* [Goal of the exercise]:
Search the material below for "using" and copy every line where it occurs.

* [Exercise data]:
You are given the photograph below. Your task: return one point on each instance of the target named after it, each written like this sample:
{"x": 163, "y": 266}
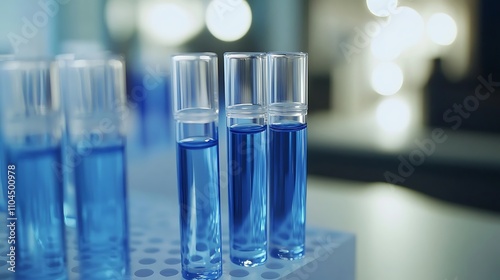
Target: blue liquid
{"x": 199, "y": 200}
{"x": 288, "y": 174}
{"x": 39, "y": 241}
{"x": 247, "y": 194}
{"x": 102, "y": 213}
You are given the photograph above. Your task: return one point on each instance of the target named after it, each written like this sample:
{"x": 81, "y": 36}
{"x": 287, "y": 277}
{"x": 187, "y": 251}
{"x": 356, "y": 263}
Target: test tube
{"x": 31, "y": 132}
{"x": 288, "y": 153}
{"x": 195, "y": 89}
{"x": 247, "y": 169}
{"x": 93, "y": 91}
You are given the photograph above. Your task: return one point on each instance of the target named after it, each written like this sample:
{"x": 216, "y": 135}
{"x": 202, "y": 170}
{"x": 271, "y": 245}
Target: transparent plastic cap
{"x": 30, "y": 109}
{"x": 91, "y": 85}
{"x": 288, "y": 82}
{"x": 195, "y": 86}
{"x": 245, "y": 85}
{"x": 25, "y": 89}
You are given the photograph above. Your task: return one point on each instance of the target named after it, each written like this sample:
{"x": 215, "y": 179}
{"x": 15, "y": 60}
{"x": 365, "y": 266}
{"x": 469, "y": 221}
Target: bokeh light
{"x": 170, "y": 22}
{"x": 442, "y": 29}
{"x": 387, "y": 78}
{"x": 404, "y": 29}
{"x": 393, "y": 115}
{"x": 228, "y": 20}
{"x": 381, "y": 8}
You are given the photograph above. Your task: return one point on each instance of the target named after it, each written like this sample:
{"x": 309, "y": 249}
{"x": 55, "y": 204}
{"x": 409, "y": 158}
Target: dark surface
{"x": 466, "y": 184}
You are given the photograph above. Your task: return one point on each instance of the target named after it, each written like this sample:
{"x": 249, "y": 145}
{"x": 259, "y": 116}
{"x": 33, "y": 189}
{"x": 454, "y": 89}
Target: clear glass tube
{"x": 288, "y": 153}
{"x": 31, "y": 131}
{"x": 93, "y": 91}
{"x": 3, "y": 185}
{"x": 195, "y": 89}
{"x": 247, "y": 169}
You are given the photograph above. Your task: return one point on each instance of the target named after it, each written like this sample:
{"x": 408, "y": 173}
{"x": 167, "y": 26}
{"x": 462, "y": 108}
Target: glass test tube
{"x": 288, "y": 153}
{"x": 3, "y": 181}
{"x": 31, "y": 130}
{"x": 247, "y": 157}
{"x": 93, "y": 91}
{"x": 195, "y": 89}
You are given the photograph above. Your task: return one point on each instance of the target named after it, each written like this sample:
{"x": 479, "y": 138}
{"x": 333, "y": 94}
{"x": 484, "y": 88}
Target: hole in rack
{"x": 169, "y": 272}
{"x": 151, "y": 250}
{"x": 270, "y": 275}
{"x": 172, "y": 261}
{"x": 155, "y": 240}
{"x": 144, "y": 273}
{"x": 239, "y": 273}
{"x": 274, "y": 265}
{"x": 147, "y": 261}
{"x": 174, "y": 251}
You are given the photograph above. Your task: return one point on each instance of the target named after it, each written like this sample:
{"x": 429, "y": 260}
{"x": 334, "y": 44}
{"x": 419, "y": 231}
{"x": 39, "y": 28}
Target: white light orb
{"x": 442, "y": 29}
{"x": 228, "y": 20}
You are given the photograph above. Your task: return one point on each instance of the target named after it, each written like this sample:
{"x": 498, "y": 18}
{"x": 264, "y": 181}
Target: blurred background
{"x": 402, "y": 92}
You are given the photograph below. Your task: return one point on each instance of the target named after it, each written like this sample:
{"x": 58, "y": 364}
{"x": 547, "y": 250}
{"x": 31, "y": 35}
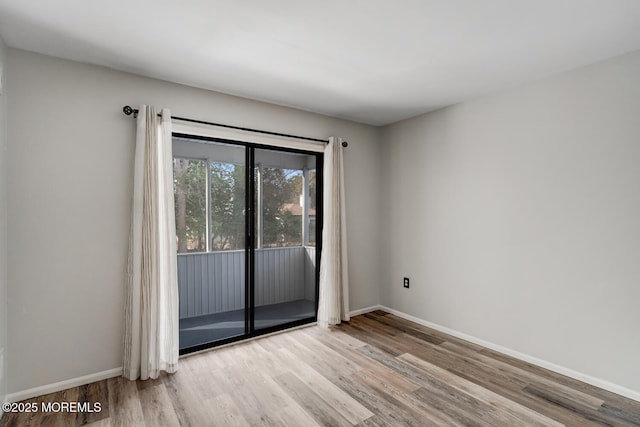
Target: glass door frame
{"x": 250, "y": 236}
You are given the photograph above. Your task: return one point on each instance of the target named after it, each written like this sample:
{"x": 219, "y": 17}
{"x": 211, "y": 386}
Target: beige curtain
{"x": 333, "y": 305}
{"x": 151, "y": 315}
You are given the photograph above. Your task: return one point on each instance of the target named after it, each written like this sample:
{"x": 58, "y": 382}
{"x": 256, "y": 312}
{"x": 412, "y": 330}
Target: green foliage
{"x": 281, "y": 211}
{"x": 190, "y": 204}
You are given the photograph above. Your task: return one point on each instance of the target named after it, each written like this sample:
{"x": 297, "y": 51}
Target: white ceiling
{"x": 372, "y": 61}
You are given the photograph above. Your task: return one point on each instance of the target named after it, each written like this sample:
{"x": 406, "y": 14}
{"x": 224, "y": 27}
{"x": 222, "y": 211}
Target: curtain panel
{"x": 151, "y": 311}
{"x": 333, "y": 304}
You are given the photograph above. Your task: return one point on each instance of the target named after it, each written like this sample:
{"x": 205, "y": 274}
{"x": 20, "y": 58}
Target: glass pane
{"x": 211, "y": 283}
{"x": 282, "y": 210}
{"x": 227, "y": 206}
{"x": 189, "y": 189}
{"x": 312, "y": 208}
{"x": 285, "y": 279}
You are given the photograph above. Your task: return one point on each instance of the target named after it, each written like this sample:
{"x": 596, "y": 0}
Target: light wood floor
{"x": 376, "y": 370}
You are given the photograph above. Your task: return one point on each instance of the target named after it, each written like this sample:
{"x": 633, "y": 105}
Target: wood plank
{"x": 376, "y": 370}
{"x": 125, "y": 408}
{"x": 323, "y": 413}
{"x": 515, "y": 414}
{"x": 223, "y": 411}
{"x": 156, "y": 405}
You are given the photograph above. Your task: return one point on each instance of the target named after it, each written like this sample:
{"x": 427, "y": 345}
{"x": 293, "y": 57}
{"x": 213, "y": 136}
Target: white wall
{"x": 3, "y": 221}
{"x": 70, "y": 168}
{"x": 517, "y": 217}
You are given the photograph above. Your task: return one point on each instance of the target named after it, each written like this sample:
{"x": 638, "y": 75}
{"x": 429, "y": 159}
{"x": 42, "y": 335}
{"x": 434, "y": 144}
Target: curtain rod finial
{"x": 128, "y": 111}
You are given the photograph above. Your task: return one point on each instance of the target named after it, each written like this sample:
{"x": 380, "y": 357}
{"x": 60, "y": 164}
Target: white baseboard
{"x": 614, "y": 388}
{"x": 63, "y": 385}
{"x": 364, "y": 310}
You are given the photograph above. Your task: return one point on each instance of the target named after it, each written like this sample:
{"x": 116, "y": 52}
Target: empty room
{"x": 338, "y": 213}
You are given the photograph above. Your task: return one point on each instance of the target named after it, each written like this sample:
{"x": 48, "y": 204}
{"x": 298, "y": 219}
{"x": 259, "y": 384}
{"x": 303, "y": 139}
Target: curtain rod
{"x": 129, "y": 111}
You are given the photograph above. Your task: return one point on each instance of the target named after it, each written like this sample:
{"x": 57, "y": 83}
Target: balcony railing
{"x": 213, "y": 282}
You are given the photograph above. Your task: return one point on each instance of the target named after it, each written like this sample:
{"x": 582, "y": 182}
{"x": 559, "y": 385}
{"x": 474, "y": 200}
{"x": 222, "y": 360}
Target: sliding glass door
{"x": 285, "y": 251}
{"x": 246, "y": 226}
{"x": 210, "y": 209}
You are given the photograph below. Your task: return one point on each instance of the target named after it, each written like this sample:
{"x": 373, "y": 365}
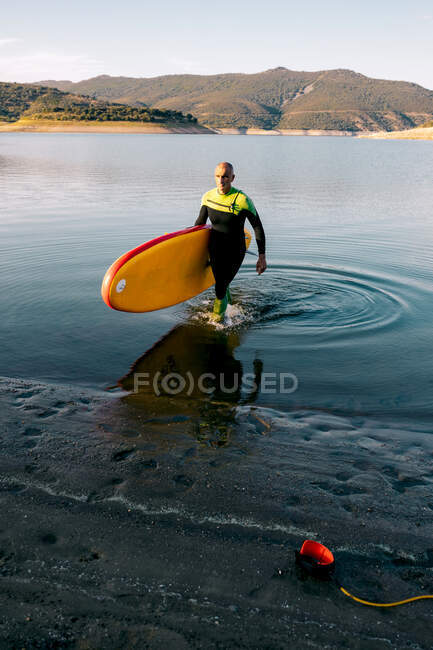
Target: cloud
{"x": 9, "y": 41}
{"x": 187, "y": 66}
{"x": 36, "y": 66}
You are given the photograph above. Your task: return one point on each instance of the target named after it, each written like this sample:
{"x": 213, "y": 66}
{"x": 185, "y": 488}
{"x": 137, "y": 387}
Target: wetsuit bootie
{"x": 219, "y": 308}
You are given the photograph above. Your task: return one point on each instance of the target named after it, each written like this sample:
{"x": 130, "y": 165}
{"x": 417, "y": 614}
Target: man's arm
{"x": 202, "y": 217}
{"x": 259, "y": 233}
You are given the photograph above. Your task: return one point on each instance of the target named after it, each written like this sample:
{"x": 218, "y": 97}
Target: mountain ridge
{"x": 278, "y": 98}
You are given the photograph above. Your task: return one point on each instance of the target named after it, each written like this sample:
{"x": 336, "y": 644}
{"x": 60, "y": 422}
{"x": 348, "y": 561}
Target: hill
{"x": 274, "y": 99}
{"x": 33, "y": 102}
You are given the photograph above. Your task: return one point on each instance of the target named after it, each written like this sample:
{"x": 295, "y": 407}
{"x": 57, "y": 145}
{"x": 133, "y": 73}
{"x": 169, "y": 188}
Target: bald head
{"x": 224, "y": 176}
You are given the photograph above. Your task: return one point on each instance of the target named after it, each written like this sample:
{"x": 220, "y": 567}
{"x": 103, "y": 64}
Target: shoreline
{"x": 418, "y": 133}
{"x": 52, "y": 126}
{"x": 121, "y": 529}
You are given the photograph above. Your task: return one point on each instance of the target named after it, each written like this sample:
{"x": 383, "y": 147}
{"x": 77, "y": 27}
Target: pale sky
{"x": 78, "y": 39}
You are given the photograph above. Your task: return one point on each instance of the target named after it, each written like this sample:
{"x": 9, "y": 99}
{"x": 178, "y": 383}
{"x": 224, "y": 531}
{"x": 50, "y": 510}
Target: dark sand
{"x": 123, "y": 530}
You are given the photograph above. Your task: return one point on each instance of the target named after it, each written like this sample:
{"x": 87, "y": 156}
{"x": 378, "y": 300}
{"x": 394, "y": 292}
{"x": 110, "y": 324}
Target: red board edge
{"x": 111, "y": 272}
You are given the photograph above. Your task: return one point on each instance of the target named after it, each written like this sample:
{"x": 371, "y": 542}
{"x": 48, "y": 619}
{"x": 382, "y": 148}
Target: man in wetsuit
{"x": 227, "y": 209}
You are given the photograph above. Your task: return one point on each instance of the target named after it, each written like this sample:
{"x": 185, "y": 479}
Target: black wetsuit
{"x": 227, "y": 213}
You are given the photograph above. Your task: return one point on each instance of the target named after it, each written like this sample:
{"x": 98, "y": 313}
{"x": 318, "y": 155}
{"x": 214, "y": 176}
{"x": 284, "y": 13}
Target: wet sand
{"x": 125, "y": 527}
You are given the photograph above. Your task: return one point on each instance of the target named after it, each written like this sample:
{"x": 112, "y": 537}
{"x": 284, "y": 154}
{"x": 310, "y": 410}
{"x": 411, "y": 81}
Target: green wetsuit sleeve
{"x": 259, "y": 233}
{"x": 202, "y": 217}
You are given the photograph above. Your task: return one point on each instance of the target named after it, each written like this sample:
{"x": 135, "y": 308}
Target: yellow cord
{"x": 399, "y": 602}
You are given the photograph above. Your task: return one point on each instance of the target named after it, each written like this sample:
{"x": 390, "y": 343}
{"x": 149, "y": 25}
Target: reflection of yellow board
{"x": 162, "y": 272}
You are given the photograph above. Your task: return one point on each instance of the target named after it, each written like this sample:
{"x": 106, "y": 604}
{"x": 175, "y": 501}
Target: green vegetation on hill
{"x": 278, "y": 98}
{"x": 44, "y": 103}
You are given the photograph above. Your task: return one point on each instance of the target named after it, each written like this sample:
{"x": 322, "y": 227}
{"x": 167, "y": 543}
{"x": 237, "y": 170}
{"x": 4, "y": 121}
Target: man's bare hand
{"x": 261, "y": 265}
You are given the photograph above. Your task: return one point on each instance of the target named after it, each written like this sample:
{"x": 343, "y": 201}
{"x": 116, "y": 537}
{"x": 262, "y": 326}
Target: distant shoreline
{"x": 419, "y": 133}
{"x": 54, "y": 126}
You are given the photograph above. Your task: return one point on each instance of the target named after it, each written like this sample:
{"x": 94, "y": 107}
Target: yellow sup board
{"x": 161, "y": 272}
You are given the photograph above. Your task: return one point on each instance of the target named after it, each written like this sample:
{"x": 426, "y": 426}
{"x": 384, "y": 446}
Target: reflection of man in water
{"x": 227, "y": 209}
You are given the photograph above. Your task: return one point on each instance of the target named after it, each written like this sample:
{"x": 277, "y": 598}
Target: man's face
{"x": 224, "y": 178}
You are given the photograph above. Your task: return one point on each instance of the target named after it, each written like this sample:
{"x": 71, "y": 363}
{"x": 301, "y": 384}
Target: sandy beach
{"x": 54, "y": 126}
{"x": 119, "y": 530}
{"x": 420, "y": 133}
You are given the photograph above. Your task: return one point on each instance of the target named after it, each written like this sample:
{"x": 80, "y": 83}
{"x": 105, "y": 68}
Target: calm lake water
{"x": 345, "y": 305}
{"x": 195, "y": 501}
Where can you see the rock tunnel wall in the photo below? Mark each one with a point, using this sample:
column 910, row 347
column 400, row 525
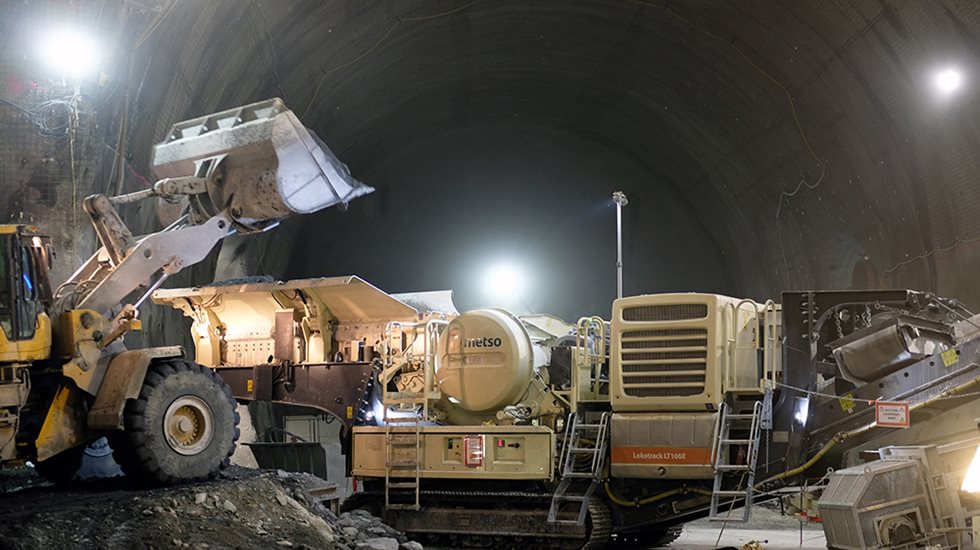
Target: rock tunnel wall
column 764, row 146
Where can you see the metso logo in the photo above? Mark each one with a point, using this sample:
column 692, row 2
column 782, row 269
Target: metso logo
column 482, row 343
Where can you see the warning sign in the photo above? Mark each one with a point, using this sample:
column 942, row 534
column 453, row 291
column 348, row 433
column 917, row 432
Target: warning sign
column 892, row 414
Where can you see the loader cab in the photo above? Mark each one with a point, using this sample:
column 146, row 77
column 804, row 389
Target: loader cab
column 25, row 291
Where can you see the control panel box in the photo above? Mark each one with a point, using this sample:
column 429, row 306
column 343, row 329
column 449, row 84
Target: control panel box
column 479, row 452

* [Answer box]:
Where can you see the rock tunnel wall in the photo below? Mark each one with a point, using this sample:
Where can you see the metso logo in the photo above? Mark each one with a point, using this sample:
Where can you see the warning sign in the photo above? Mark each one with a point, using this sample:
Where can you see the loader cab in the photo above? Mark each one with a point, using this sample:
Where can you see the control panel box in the photo above? Mark each one with a point, using this sample:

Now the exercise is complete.